◆ What you should do:
Set the pictures aside and return each record below precisely as written.
..............................
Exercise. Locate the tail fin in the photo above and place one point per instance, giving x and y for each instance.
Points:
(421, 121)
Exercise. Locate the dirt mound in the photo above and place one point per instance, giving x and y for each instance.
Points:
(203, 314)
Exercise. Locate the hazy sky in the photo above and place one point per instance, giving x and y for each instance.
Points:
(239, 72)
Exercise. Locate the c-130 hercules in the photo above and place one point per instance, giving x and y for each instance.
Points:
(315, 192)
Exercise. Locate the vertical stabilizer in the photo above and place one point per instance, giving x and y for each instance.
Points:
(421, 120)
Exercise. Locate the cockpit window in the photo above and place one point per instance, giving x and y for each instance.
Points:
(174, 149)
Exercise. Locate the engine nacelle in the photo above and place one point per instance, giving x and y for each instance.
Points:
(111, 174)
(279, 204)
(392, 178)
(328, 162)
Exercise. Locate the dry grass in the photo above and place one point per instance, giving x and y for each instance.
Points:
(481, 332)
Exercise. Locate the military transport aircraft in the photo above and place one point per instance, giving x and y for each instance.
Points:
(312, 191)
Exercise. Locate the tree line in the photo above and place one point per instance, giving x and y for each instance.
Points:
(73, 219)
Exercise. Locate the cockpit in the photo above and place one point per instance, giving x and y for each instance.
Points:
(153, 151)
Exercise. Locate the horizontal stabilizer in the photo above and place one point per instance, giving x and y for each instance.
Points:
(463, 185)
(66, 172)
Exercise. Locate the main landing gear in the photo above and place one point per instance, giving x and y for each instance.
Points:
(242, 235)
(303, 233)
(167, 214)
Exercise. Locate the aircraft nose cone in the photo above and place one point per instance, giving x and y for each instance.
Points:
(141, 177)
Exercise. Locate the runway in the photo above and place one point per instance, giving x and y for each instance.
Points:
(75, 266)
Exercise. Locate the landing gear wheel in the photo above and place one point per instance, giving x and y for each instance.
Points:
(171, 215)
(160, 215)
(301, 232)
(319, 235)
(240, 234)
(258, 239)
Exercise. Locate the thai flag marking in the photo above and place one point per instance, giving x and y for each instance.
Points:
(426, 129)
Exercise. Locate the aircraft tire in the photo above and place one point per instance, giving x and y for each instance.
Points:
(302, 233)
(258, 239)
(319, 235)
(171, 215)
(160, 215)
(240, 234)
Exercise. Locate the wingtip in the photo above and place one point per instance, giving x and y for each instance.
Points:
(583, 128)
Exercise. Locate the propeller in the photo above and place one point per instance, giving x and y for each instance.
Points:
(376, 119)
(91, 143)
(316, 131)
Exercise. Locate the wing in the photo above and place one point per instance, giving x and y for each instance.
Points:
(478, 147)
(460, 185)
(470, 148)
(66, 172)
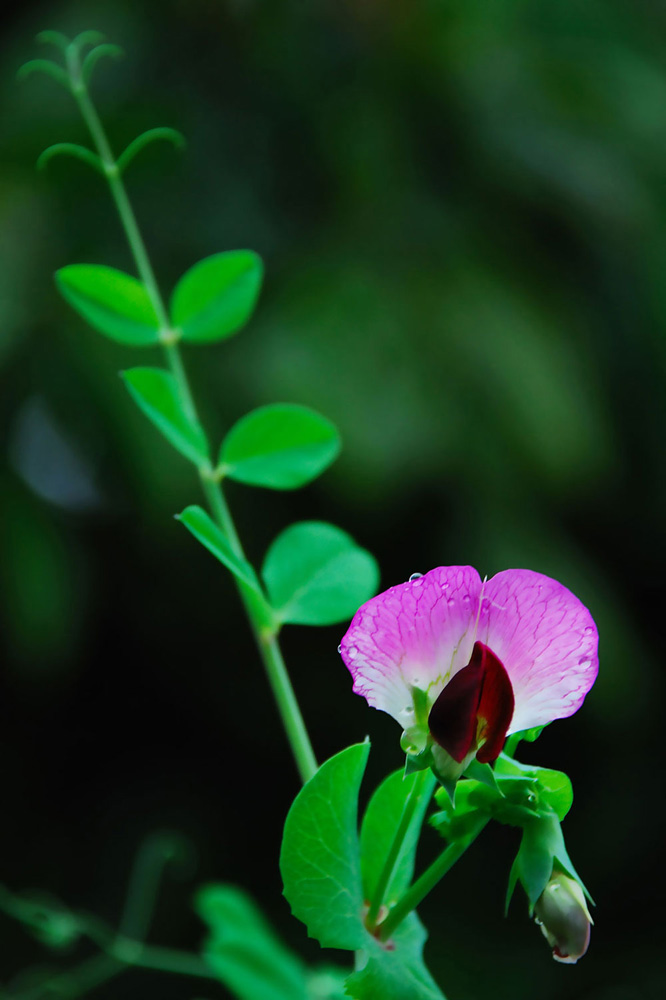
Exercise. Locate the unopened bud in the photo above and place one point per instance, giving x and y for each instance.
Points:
(564, 918)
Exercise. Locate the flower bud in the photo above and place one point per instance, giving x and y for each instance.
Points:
(564, 918)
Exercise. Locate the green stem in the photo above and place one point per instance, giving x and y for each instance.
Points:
(273, 662)
(427, 882)
(423, 785)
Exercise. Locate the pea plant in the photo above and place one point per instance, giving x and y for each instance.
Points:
(467, 666)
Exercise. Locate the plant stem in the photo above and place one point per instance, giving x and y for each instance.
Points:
(265, 636)
(424, 785)
(431, 876)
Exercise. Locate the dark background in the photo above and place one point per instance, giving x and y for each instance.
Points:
(461, 207)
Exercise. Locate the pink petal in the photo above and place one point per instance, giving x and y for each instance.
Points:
(418, 633)
(547, 641)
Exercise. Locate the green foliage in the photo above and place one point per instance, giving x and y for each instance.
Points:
(216, 297)
(243, 951)
(320, 860)
(315, 574)
(204, 529)
(282, 446)
(156, 393)
(380, 823)
(396, 971)
(113, 302)
(323, 879)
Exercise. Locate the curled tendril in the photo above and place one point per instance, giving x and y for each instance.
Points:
(53, 38)
(51, 69)
(152, 135)
(71, 149)
(94, 57)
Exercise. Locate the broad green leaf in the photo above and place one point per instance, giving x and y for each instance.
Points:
(398, 972)
(282, 446)
(317, 575)
(156, 393)
(113, 302)
(321, 870)
(380, 822)
(320, 858)
(243, 951)
(216, 297)
(211, 537)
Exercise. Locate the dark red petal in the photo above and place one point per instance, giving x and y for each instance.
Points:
(453, 717)
(496, 705)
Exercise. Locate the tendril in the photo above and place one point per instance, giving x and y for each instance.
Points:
(151, 135)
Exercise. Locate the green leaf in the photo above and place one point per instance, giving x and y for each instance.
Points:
(317, 575)
(320, 860)
(398, 973)
(113, 302)
(380, 822)
(156, 393)
(216, 297)
(198, 522)
(243, 951)
(282, 446)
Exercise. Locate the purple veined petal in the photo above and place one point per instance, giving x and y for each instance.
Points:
(417, 634)
(546, 639)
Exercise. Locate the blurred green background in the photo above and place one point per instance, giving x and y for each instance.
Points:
(462, 211)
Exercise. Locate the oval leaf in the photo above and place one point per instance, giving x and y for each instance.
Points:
(282, 446)
(315, 574)
(380, 822)
(156, 393)
(320, 856)
(113, 302)
(211, 537)
(216, 297)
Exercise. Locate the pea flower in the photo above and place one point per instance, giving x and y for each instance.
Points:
(462, 663)
(564, 918)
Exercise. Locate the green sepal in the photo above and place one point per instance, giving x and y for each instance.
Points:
(204, 529)
(458, 820)
(217, 296)
(156, 393)
(315, 574)
(397, 972)
(281, 446)
(541, 848)
(114, 303)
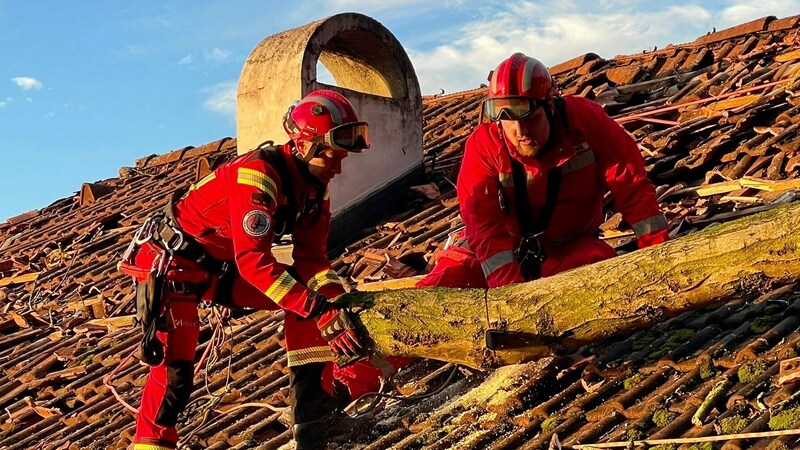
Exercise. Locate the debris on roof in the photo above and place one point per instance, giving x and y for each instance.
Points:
(717, 123)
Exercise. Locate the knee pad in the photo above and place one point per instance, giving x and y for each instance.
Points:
(180, 377)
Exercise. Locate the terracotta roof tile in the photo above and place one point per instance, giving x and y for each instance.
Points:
(722, 106)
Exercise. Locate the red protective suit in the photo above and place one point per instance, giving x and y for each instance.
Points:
(595, 155)
(233, 214)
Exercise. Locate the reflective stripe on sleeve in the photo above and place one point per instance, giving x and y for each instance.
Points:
(649, 225)
(308, 356)
(579, 161)
(496, 261)
(281, 287)
(323, 278)
(259, 180)
(206, 179)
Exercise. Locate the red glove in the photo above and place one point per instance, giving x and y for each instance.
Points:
(337, 328)
(656, 237)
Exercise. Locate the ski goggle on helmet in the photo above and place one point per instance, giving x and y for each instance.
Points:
(326, 118)
(518, 86)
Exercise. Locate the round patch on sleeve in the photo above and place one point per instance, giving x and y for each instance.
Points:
(256, 223)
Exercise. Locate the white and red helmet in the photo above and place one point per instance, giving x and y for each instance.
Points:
(518, 86)
(326, 118)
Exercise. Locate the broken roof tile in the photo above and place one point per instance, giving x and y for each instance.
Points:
(722, 106)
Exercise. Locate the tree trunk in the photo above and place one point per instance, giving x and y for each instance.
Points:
(620, 295)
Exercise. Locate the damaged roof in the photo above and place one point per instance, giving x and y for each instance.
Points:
(717, 123)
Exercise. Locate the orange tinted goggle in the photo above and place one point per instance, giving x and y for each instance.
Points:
(509, 108)
(351, 137)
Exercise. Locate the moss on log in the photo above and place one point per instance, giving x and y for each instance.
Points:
(620, 295)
..............................
◆ Written answer:
Exercise. Locate the tail fin in the photo above and place one point per instance, giving x and y for each instance.
Points:
(421, 121)
Exercise. Locate the dirt mound in the photo above and place one point per instance, giving x and y for each instance.
Points:
(203, 314)
Exercise. Locate the hazy sky in the photo above and place one point per instance, giving x and y for each instance.
Points:
(239, 72)
Exercise. Locate the c-130 hercules in the photo above and place one point per instance, giving x and y for each instance.
Points:
(315, 192)
Exercise. Locate the vertical stabilizer in the photo above and place one point per instance, giving x and y for each instance.
Points:
(421, 120)
Exercise. Locate the cockpit window in the photo above and place one point per instance, giving x and y for each instance.
Points:
(174, 149)
Exercise. Locate the engine nacelle in the photo above and place one point per instance, giving x and y for each instance.
Points:
(111, 174)
(279, 204)
(392, 178)
(328, 162)
Exercise. Locate the dry grass in the photo above and place one point per instance, giving x and y for each instance.
Points:
(481, 332)
Exercise. Locate the military transport aircraft in the photo above and place one point per instance, giving x and y for each instance.
Points:
(312, 191)
Exercise. Locate the tree line in the photo above and place one point per instance, giving x and y for each instance.
Points:
(73, 219)
Exercise. Locate the cockpit in the photo above and place one point per instance, giving x and y for each instance.
Points:
(153, 151)
Exercise. Locate the horizontal stabilizer in the photo above and place one point per instance, giving x and y for each instance.
Points:
(463, 185)
(66, 172)
Exercise. Locate the main landing gear in the photo above and place one point per instance, giving x and y for each instance.
Points:
(242, 235)
(303, 233)
(167, 214)
Exercise. Locate the aircraft nose cone in the photo above and place one point per instance, giving x and y for each instance.
Points:
(141, 177)
Exercise. Locate the runway in the photo above and place one point per instance, giving x and y for each instance.
Points:
(75, 266)
Exercise. Locate the landing gear wheel in the photo above and place one point per instance, giving x and y for each instance.
Points:
(171, 215)
(160, 215)
(301, 232)
(319, 235)
(240, 234)
(258, 239)
Exercise. Locate the thai flag marking in the photo above and place one point per instance, giving x and y for each instance.
Points:
(426, 129)
Exercise. Locate the aircraft tire in the photo above and place one point per instance, giving x and y for each instance.
Points:
(302, 233)
(258, 239)
(319, 235)
(171, 215)
(160, 215)
(240, 234)
Exercise. Locate the wingtip in the photo above and place one point per instance, giving x and y for each instance.
Points:
(583, 128)
Exercise. Locate the propeller in the photo above and place one point per instance, giving x and y for each instance.
Points:
(376, 119)
(91, 143)
(316, 131)
Exercise. Locate the wing in the photo above and place one point per instance, giving x and y for each instance.
Points:
(478, 147)
(460, 185)
(470, 148)
(66, 172)
Exercise. Locate the unopened bud in the photo above and place one point per instance, giving x and y for each instance.
Points:
(564, 918)
Exercise. Locate the flower bud in the photo above and place one point per instance, giving x and y for each instance.
Points:
(564, 918)
Exercise. Locate the green stem in the photo above and place one point per instance, giving x and y for each instance.
Points:
(273, 662)
(427, 882)
(423, 785)
Exercise. Locate the pea plant in the photo above and place one point per instance, giving x and y for each instance.
Points:
(467, 666)
Exercise. Locate the plant stem in the photo above and place one point per instance, giving x and y for each instance.
Points:
(265, 636)
(424, 785)
(431, 876)
Exercise. Locate the dark background in the photo above and place one point per instance, giving x and y for each instance.
Points:
(461, 207)
Exercise. Locate the pink petal in the photo above and place one point per instance, giving x and y for each instance.
Points:
(418, 633)
(547, 641)
Exercise. Locate the green foliage in the photo above and place one point per instance, giving x and y for each instance.
Points:
(216, 297)
(243, 951)
(320, 860)
(315, 574)
(204, 529)
(282, 446)
(156, 393)
(380, 823)
(396, 971)
(113, 302)
(323, 879)
Exercise. Locate the curled tendril in the photo above and place one point per instance, giving x and y for each instance.
Points:
(53, 38)
(51, 69)
(152, 135)
(71, 149)
(94, 57)
Exercise. Locate the broad green leaf in the photo above and place one point per instance, giving x and y for each instance.
Points:
(398, 972)
(282, 446)
(317, 575)
(156, 393)
(113, 302)
(321, 870)
(380, 822)
(320, 858)
(243, 951)
(216, 297)
(211, 537)
Exercise. Locate the dark red petal in the photo above and place one point per instance, giving x and y for each instance.
Points:
(453, 717)
(496, 705)
Exercise. Locate the tendril in the photo above and place one point per instance, giving x and y for each instance.
Points:
(151, 135)
Exercise. Locate the green leaf in the photo above and place one point per instance, giving x and y for each instance.
Points:
(317, 575)
(320, 860)
(398, 973)
(113, 302)
(380, 822)
(156, 393)
(216, 297)
(198, 522)
(243, 951)
(282, 446)
Exercise. Locate the purple veined petal in the photo above and place one point per instance, giving x and y for each instance.
Points:
(417, 634)
(546, 639)
Exercise. Locate the blurred green background in the photo above and place one point per instance, giving x and y for each instance.
Points:
(462, 211)
Exercise. Locate the oval leaf in the photo above and place one point per instance, giving x and y for each instance.
Points:
(282, 446)
(315, 574)
(380, 822)
(156, 393)
(320, 856)
(113, 302)
(211, 537)
(216, 297)
Exercise. Locate the pea flower in the photo above and place one point per instance, giving x and y for each instance.
Points:
(462, 663)
(564, 918)
Exercise. Locate the green sepal in the photo above and place one point per instance, giving x and y for each instance.
Points:
(204, 529)
(458, 820)
(217, 296)
(156, 393)
(315, 574)
(397, 972)
(281, 446)
(541, 848)
(114, 303)
Exercise. Locate the debris on roof in the photo above and place one point per instance, giving x and y for each instance.
Points:
(717, 123)
Exercise. Locate the knee pad in the photo above and place one point per instance, giving x and y for each instance.
Points:
(180, 377)
Exercise. Locate the terracotta roof tile in the photo above and place one point per instance, giving x and y for each instance.
Points:
(722, 106)
Exercise. Locate the red protective suit in the photo above and place one point per instance, giving x and y for each instance.
Points:
(595, 155)
(233, 214)
Exercise. Locate the reflective stripe on sleeve in the photo above and place one point per instance, giving x and y for each instance.
Points:
(649, 225)
(308, 356)
(579, 161)
(496, 261)
(281, 287)
(323, 278)
(259, 180)
(206, 179)
Exercise. Locate the red glove in the photo above and place one point per instance, giving x and y for each instance.
Points:
(337, 328)
(656, 237)
Exercise. Locate the ski goggle on helmet in the photo above and place one point per instance, giving x and y for each instance.
Points:
(326, 118)
(518, 86)
Exercise. Locate the round patch on sleeve in the photo above and place one point per instance, giving x and y for each instance.
Points:
(256, 223)
Exercise. Locate the white and red helmet in the photo above and place one point per instance, giving x and y for each instance.
Points:
(518, 86)
(326, 118)
Exercise. Locate the broken roof tile in the photo above and place one point per instance, giving x and y for each instance.
Points:
(722, 106)
Exercise. Locate the tree trunk in the photo above and place one point per instance, giving x and y for each instance.
Points:
(620, 295)
Exercise. Locate the damaged roof in the photo above and place one point per instance, giving x and y for each instance.
Points:
(717, 123)
Exercise. Locate the orange tinted goggle in the photo above and place one point per instance, giving x and y for each instance.
Points:
(509, 108)
(351, 137)
Exercise. Locate the moss on log in the photo above and place one point per instance, giving x and y for each instance.
Points:
(620, 295)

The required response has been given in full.